§ Document:

------

Eric Clapton a déjà trouvé le son révolutionnaire du British Blues Boom avec les Bluesbreakers de John Mayall, sur l’album ‘Beano’ sorti en 1965. La formule est simple mais inédite à l’époque : une Les Paul branchée dans un Marshall chauffé à blanc. Il reprend cette combinaison imparable lorsqu’il s’associe à Jack Bruce et Ginger Baker, deux musiciens chevronnés de la scène anglaise à l’époque. À eux trois, ils constituent la « crème » du blues-rock Londonien.

Et c’est là la deuxième innovation de Cream : former un groupe avec des musiciens déjà connus et qui ont fait leurs preuves au sein d’autres formations précédentes (Clapton avec les Yardbirds et Bluesbreakers, Bruce et Baker avec le jazzband de Graham Bond). C’est ce qu’on appelle un ‘Supergroup’, et Cream peut se targuer d’avoir été le premier de l’histoire du rock. D’autres verront le jour, soit de façon occasionnelle ou sur la durée : Dirty Mac, Blind Faith, Airforce, Asia, CSN&Y, Little Village, The Travelling Wilburys, ELP, The Highwaymen, GTR… pour n’en citer que quelques-uns (On peut retrouver une liste quasiment exhaustive sur Wikipedia).

Mais très souvent, qui dit supergroup, dit fortes personnalités…

Trois virtuoses

C’est ce qui caractérise Cream dès le départ : trois musiciens de grand talent qui excellent chacun dans son domaine. Clapton est LE guitar hero de l’époque (Hendrix n’est pas encore arrivé…), Baker impressionne par sa double grosse caisse et ses solos de batterie souvent interminables, et Jack Bruce assure à la fois la basse le chant, et parfois l’harmonica ! Trois virtuoses qui resteront ensemble seulement deux ans (de l’automne 66 à l’automne 68), leur séparation étant due en partie à des problèmes d’égo, chose quasiment inhérente aux supergroups. Clapton expliquera plus tard s’être arrêté un jour de jouer en concert et que les deux autres ne s’en étaient même pas aperçus, tellement chacun était dans sa bulle.

Mais pour l’heure, Cream apparait comme une force compacte et terriblement efficace avec des premiers singles et passages télé qui donnent immédiatement la couleur.

------

§ Consignes:
**1)** Recopiez le texte sur Cream depuis « Mais pour l’heure, Cream » jusqu'à « immédiatement la couleur. » inclus.
**2)** D'après le texte sur Cream, combien de temps les trois virtuoses sont-ils restés ensemble ?
**3)** Rédigez la suite du texte sur Cream à partir de sa dernière phrase.
Les lignes qui viennent ensuite forment un matériau indépendant du texte sur Cream.

------

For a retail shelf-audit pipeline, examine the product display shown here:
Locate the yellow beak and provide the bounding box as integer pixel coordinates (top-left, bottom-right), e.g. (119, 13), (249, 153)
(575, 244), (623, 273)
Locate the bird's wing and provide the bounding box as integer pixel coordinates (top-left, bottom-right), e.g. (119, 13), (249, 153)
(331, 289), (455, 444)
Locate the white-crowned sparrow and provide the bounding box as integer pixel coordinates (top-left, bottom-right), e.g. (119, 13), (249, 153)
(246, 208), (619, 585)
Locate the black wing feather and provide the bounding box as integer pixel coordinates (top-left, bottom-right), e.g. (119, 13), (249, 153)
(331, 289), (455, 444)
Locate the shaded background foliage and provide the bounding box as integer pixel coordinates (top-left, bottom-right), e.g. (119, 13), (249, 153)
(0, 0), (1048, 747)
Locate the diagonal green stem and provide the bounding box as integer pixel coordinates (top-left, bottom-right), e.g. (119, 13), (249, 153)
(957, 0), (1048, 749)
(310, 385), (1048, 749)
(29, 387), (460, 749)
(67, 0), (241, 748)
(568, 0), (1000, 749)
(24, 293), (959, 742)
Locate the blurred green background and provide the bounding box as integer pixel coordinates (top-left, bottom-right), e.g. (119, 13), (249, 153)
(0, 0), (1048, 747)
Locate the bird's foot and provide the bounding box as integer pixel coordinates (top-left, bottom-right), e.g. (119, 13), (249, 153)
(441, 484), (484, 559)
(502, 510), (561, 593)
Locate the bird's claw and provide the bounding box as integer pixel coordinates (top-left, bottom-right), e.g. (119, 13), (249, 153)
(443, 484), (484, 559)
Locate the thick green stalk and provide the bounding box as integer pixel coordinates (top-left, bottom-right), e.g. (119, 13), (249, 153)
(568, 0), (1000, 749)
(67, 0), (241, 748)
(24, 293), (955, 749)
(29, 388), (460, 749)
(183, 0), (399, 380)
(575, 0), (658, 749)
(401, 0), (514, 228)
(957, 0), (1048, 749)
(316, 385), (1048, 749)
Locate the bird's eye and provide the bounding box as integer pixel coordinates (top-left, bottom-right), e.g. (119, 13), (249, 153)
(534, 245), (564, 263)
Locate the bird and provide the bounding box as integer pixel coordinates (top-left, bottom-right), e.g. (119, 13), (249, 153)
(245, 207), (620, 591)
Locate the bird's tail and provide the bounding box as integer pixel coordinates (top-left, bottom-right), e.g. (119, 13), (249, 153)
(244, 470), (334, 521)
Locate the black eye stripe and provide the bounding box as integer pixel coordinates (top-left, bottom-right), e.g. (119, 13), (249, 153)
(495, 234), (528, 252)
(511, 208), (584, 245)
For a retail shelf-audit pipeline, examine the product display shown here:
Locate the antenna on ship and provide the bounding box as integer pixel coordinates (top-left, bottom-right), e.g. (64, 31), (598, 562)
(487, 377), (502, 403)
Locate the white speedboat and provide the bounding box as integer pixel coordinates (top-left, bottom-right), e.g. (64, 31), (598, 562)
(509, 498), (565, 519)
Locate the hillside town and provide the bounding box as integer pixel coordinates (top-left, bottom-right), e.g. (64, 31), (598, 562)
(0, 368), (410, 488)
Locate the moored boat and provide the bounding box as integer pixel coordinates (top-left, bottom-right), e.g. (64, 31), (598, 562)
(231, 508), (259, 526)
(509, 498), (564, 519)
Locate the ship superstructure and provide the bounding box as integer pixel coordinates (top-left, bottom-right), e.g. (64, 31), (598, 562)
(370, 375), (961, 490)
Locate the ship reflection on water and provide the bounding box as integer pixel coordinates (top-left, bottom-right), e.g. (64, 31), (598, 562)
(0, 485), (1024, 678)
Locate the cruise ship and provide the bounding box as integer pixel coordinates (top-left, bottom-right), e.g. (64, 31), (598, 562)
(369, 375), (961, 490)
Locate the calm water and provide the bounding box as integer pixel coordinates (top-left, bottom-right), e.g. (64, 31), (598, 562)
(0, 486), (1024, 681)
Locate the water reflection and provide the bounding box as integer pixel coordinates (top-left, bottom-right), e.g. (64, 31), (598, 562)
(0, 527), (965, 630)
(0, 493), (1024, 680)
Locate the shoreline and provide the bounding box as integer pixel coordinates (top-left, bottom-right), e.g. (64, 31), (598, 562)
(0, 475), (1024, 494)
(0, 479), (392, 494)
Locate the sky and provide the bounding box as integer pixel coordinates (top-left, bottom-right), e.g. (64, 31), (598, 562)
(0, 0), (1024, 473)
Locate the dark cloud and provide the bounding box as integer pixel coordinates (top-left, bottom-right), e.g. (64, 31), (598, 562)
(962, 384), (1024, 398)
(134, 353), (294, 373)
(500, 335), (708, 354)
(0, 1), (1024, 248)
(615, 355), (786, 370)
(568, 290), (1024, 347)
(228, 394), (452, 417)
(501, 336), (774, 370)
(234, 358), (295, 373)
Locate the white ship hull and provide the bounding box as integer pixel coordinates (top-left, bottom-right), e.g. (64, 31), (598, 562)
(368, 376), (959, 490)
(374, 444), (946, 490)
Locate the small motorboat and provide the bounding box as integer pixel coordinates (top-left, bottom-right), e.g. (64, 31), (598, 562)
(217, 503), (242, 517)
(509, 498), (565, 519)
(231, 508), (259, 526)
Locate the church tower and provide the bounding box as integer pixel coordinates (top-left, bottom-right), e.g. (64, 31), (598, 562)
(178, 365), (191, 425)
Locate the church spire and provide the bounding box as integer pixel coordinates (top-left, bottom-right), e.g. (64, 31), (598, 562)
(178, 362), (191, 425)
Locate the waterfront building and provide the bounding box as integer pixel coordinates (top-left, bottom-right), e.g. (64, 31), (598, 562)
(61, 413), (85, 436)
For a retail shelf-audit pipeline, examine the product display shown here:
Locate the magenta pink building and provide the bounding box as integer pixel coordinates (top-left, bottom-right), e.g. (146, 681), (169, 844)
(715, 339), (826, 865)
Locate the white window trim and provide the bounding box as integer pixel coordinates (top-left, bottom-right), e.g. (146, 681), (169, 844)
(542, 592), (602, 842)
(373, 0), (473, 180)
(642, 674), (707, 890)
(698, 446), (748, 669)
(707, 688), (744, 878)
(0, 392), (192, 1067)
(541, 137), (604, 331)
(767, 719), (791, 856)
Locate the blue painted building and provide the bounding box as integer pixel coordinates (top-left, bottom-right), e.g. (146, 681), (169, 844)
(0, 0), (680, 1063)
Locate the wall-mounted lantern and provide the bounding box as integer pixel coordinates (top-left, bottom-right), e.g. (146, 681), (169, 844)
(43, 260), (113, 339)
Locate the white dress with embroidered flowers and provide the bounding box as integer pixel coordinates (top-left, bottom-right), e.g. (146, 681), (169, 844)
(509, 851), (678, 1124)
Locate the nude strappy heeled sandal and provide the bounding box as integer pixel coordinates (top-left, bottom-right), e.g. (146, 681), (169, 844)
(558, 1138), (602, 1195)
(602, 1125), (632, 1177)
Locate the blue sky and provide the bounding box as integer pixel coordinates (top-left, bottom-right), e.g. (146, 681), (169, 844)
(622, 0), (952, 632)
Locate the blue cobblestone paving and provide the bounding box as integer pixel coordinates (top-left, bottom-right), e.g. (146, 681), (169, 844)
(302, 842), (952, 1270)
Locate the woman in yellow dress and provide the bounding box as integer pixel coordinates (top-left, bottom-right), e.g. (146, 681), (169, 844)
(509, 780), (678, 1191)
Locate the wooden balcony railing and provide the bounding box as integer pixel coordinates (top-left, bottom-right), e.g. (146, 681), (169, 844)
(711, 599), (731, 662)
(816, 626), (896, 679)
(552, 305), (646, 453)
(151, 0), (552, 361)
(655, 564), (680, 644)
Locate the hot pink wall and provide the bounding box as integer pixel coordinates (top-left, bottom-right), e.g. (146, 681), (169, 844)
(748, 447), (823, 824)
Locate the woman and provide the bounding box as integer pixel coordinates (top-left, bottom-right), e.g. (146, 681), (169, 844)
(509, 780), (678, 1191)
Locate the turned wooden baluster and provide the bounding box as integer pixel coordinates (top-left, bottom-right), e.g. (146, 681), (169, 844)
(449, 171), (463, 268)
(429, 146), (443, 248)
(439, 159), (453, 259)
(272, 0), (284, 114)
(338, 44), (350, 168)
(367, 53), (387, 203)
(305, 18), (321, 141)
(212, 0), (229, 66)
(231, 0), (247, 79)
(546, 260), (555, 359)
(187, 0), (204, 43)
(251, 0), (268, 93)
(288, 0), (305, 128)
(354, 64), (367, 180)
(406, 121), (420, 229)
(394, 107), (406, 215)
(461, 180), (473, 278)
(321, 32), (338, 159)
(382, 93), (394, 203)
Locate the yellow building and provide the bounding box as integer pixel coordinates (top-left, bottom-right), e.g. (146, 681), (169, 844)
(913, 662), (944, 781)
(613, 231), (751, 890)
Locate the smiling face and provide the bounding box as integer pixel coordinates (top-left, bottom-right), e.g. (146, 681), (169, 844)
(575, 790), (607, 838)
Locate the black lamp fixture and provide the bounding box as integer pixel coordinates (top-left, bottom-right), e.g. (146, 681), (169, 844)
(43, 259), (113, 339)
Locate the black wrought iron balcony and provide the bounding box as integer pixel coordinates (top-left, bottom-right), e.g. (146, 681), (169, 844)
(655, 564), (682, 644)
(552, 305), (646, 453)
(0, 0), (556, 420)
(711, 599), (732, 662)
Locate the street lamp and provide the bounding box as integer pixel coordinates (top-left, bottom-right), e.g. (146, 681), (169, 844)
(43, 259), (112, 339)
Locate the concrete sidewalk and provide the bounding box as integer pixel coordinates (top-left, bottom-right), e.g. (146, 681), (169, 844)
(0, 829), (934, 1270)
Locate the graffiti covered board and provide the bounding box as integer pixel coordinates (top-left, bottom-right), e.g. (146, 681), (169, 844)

------

§ Réponses dans l'ordre:
**1)**
Mais pour l’heure, Cream apparait comme une force compacte et terriblement efficace avec des premiers singles et passages télé qui donnent immédiatement la couleur.

**2)** Deux ans, de l'automne 66 à l'automne 68.

**3)**
Blues rageur et pop acidulée

« LES » couleurs devrait-on dire. Car dès son premier album, le groupe affiche une dualité musicale qu’il conservera pendant les deux années de sa courte carrière : d’un côté un fort volume, des guitares qui saturent et vont même jusqu’au larsen (Clapton est un des premiers guitaristes à utiliser régulièrement cet « effet » au départ indésirable, mais c’est bien sûr Hendrix qui en fera un élément incontournable de la panoplie du guitar-hero), de l’énergie brut de décoffrage pour un heavy-blues-rock qui sort des tripes, et de l’autre une pop psychédélique et sucrée, avec mélodies ciselés, arrangements peaufinés en studio, et par la suite ajouts d’instruments divers (piano, violoncelle, cor, mellotron…).

Même si le blues est très présent avec Spoonful, Cat’s Squirrel, I’m so Glad, Rollin’ and Tumblin’, Sleepy Time Time, Four Until Late… et même si on n’est pas encore dans la sophistication des futurs Dance the night away, As You Said, Passing the Time ou Pressed Rat and Warthog, ce premier album Fresh Cream donne déjà à entendre autre chose que du blues. I feel free, Sweet Wine, et encore plus Dreaming, mixent habilement des couleurs pop et blues-rock ; et le single Wrapping paper, bien qu’il ne figure pas sur l’album original, annonce les différentes directions musicales que Cream empruntera sur ses albums suivants.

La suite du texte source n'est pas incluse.